TASK BRIEF
Look in the material below for the line with "Target: thumb" and the line with "Target: red cape", then set down exactly those two lines and all lines between, nothing more.
SOURCE DATA: Begin
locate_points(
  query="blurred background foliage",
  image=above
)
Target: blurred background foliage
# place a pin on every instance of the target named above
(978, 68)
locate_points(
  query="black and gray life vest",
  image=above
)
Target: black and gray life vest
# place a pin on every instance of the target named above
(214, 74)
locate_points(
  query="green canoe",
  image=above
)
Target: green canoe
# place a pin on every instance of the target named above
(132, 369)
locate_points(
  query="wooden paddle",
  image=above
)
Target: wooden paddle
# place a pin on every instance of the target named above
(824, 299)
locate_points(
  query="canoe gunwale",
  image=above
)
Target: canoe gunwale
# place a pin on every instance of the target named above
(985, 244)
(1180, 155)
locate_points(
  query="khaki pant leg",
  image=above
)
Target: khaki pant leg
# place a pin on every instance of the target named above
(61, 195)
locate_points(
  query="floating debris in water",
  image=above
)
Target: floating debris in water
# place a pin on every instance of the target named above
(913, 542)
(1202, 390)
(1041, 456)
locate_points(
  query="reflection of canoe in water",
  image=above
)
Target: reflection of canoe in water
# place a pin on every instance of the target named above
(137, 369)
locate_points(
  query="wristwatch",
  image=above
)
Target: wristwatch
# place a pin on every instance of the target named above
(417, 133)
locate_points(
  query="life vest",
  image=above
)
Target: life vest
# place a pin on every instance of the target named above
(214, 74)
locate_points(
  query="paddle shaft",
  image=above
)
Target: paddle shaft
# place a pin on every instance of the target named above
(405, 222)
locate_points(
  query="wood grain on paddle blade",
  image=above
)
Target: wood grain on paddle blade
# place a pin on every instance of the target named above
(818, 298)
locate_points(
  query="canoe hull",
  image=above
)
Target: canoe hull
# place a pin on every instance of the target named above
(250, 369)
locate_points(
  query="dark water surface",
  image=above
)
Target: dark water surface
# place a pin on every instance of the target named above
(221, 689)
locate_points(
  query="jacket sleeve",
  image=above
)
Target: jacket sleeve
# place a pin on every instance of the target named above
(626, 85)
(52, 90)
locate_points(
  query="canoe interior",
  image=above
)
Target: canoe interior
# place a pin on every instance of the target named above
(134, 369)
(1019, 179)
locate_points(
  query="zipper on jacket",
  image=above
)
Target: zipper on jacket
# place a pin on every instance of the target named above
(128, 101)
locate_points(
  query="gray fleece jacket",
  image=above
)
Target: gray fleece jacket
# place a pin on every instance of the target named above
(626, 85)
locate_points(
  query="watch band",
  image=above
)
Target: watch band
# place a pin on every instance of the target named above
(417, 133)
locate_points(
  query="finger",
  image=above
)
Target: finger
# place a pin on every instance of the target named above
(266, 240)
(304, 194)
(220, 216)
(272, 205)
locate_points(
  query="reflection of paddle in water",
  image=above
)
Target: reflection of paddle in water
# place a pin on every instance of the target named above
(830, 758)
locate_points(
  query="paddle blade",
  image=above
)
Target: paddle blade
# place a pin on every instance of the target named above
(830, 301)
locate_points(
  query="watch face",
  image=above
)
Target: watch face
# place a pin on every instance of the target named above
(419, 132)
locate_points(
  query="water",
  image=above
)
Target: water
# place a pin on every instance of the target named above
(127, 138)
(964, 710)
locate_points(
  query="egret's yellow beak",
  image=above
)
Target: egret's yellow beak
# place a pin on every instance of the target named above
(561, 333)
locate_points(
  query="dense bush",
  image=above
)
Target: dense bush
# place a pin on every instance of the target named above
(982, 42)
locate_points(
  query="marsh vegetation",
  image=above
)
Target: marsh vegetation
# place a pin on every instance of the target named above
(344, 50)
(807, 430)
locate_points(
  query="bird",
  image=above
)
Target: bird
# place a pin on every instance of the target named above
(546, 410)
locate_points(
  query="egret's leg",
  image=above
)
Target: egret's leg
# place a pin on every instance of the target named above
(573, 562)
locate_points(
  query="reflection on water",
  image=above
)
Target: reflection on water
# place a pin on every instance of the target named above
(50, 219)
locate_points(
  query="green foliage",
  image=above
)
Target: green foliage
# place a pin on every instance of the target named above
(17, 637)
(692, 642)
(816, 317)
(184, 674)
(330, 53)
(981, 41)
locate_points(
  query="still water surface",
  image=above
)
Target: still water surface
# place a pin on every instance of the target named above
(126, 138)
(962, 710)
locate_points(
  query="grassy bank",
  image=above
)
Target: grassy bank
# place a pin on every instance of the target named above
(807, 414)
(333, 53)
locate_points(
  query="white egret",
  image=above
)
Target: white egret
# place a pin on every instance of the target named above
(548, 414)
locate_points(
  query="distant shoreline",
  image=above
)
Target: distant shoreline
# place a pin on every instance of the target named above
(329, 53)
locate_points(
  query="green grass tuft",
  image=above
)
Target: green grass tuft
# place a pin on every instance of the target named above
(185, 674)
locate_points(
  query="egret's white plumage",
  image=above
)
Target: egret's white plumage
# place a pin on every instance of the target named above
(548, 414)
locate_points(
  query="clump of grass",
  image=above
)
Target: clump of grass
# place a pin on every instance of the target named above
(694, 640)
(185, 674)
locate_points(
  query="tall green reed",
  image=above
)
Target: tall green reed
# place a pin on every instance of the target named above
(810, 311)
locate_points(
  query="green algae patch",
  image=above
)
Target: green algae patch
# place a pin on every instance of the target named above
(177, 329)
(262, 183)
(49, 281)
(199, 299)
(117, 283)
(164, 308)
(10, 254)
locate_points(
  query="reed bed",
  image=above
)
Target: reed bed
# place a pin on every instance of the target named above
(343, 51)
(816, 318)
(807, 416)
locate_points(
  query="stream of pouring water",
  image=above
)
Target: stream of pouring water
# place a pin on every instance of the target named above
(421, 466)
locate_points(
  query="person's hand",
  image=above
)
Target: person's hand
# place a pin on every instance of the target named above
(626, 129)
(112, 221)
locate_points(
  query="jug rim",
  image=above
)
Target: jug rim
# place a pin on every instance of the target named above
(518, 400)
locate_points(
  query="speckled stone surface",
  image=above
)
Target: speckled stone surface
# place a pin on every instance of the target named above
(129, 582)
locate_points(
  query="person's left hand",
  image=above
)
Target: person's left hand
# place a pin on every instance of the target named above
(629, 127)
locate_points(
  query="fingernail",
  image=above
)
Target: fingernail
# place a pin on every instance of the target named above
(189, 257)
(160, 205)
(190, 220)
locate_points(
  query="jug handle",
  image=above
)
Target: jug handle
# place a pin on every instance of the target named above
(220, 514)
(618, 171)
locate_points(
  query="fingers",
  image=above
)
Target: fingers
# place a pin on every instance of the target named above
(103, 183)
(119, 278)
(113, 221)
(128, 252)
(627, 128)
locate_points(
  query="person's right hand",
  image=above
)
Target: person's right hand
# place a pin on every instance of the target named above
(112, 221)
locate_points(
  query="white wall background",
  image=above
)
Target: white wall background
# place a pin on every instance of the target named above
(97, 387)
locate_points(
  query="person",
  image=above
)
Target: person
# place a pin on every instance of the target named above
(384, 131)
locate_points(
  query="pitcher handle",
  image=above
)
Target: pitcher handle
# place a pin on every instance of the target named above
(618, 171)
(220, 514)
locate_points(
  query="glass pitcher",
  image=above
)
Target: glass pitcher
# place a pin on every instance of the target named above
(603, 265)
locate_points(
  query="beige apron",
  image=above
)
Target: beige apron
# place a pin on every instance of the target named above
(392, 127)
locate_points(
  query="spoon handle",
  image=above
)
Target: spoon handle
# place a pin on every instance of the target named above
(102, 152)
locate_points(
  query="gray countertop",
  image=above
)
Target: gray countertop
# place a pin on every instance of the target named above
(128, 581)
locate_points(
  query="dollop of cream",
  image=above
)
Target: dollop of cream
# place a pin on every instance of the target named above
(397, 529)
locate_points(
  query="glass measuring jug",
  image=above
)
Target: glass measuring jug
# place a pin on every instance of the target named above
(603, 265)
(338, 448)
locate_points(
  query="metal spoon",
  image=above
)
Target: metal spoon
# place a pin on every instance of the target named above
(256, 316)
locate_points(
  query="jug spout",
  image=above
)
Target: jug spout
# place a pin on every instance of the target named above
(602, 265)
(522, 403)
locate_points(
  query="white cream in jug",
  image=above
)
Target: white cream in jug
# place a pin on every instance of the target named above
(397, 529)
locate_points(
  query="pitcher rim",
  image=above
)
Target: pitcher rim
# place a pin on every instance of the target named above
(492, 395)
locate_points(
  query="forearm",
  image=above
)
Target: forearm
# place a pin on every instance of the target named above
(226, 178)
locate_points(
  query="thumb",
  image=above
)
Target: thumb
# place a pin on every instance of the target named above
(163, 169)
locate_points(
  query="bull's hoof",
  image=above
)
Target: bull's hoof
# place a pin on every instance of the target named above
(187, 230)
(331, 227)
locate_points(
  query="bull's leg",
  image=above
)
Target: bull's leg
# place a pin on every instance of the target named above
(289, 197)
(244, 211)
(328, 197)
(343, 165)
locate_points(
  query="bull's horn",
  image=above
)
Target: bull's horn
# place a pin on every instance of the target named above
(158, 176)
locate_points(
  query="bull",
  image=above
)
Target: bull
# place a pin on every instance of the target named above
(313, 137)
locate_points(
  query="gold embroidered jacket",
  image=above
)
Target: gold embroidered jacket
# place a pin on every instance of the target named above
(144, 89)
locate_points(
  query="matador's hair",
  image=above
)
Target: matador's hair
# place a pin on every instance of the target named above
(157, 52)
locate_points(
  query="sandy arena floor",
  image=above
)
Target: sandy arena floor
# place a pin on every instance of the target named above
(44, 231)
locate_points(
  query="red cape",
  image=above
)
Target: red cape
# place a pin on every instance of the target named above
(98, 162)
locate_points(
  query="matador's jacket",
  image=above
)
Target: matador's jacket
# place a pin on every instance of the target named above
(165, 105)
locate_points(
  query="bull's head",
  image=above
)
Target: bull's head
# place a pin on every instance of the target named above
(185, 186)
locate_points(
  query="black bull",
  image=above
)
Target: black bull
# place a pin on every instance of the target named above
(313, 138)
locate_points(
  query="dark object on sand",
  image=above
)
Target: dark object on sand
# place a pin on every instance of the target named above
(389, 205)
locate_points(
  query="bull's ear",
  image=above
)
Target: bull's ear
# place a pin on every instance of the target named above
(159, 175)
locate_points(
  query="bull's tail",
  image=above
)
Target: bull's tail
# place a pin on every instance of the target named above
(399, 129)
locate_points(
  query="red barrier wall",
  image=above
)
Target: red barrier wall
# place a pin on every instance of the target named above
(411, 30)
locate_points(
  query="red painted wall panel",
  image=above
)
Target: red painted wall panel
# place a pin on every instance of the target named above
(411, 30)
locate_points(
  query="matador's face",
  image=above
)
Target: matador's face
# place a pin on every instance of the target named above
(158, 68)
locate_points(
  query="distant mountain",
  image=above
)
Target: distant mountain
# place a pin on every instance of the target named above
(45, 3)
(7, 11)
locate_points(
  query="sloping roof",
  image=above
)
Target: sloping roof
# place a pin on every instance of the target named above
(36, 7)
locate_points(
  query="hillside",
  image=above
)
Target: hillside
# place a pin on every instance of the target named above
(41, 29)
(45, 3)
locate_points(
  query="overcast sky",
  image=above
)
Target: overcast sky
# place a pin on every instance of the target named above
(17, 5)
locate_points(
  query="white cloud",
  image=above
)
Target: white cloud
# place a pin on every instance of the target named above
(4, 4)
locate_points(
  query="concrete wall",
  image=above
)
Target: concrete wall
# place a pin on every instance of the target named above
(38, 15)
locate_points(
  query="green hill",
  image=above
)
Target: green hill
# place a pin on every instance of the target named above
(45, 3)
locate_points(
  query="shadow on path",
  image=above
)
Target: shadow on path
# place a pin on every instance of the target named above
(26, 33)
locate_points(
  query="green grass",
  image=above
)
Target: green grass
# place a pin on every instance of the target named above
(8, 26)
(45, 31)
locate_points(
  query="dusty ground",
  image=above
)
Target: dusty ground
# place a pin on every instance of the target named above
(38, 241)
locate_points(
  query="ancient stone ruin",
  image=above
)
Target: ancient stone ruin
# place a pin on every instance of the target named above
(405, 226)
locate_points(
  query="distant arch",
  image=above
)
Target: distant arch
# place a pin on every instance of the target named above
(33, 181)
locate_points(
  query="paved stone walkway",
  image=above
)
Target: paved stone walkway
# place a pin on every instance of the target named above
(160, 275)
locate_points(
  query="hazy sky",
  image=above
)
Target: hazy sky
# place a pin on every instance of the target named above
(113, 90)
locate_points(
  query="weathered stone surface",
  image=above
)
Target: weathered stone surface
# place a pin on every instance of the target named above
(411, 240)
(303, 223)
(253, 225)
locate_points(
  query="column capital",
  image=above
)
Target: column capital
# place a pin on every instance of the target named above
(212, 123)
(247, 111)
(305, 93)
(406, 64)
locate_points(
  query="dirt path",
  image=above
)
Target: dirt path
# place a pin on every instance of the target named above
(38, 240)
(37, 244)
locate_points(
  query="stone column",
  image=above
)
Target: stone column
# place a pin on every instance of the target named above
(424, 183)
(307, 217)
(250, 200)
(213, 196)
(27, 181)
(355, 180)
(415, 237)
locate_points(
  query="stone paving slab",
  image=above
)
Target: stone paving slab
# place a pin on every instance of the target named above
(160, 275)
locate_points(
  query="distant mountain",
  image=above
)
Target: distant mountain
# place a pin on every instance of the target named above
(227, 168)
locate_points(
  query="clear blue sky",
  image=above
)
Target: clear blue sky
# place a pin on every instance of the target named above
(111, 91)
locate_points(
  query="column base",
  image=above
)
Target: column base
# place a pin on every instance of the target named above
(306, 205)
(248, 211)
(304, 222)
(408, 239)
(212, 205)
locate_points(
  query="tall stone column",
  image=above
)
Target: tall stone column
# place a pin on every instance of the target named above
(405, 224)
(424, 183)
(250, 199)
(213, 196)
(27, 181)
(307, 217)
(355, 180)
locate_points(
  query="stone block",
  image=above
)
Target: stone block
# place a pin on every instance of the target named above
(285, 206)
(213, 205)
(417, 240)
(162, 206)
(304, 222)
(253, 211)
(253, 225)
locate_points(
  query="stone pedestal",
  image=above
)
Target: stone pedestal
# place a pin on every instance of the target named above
SOURCE DATA: End
FINISHED TASK
Target: thumb
# place a pin on every instance of the target named above
(163, 169)
locate_points(
  query="bull's hoof",
  image=above
)
Target: bull's hoof
# place a pin on every instance of the target named above
(187, 230)
(331, 227)
locate_points(
  query="bull's leg",
  image=above
)
Target: bull's leg
# place a pin on every instance of the target named above
(289, 197)
(244, 211)
(328, 197)
(343, 165)
locate_points(
  query="bull's horn",
  image=above
)
Target: bull's horn
# place a pin on every instance of the target named above
(158, 176)
locate_points(
  query="bull",
  image=above
)
Target: bull
# place a pin on every instance of the target named above
(313, 137)
locate_points(
  query="gold embroidered jacket",
  image=above
)
Target: gold embroidered jacket
# place a pin on every instance of the target named above
(144, 89)
locate_points(
  query="matador's hair",
  image=above
)
Target: matador's hair
# place a pin on every instance of the target named above
(157, 52)
locate_points(
  query="sandy arena floor",
  image=above
)
Target: sandy arena floor
# place a pin on every instance of the target named above
(44, 231)
locate_points(
  query="red cape",
  image=above
)
Target: red cape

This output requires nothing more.